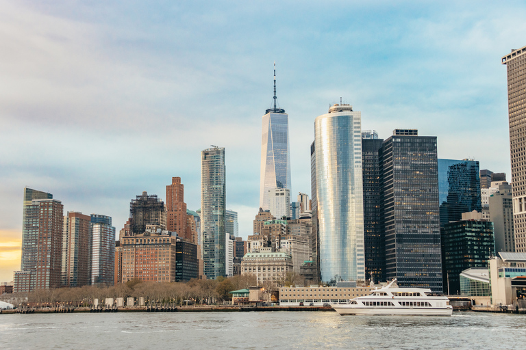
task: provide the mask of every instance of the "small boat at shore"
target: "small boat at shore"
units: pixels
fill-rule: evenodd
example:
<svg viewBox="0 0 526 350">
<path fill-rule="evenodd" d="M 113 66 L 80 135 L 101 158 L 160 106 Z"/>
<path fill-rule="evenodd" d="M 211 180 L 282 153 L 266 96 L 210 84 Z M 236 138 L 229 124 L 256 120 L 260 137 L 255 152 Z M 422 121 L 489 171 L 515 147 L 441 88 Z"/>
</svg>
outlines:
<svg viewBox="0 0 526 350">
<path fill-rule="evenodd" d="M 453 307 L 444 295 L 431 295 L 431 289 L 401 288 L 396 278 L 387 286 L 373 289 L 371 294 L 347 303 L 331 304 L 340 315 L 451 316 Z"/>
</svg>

☆ ☆ ☆ ☆ ☆

§ **What you are asked to do**: Copy the rows above line for line, without any changes, and leave out the picture.

§ **Task response**:
task: provide the mask of every instance of the "small boat at shore"
target: "small boat at shore"
units: pixels
fill-rule: evenodd
example:
<svg viewBox="0 0 526 350">
<path fill-rule="evenodd" d="M 113 66 L 80 135 L 101 158 L 160 106 Z"/>
<path fill-rule="evenodd" d="M 211 180 L 282 153 L 266 96 L 210 84 Z M 236 138 L 229 124 L 256 120 L 260 137 L 255 152 Z M 422 121 L 489 171 L 515 147 L 441 88 Z"/>
</svg>
outlines:
<svg viewBox="0 0 526 350">
<path fill-rule="evenodd" d="M 453 307 L 444 295 L 431 295 L 431 289 L 401 288 L 396 278 L 387 286 L 373 289 L 371 294 L 347 303 L 331 304 L 340 315 L 451 316 Z"/>
</svg>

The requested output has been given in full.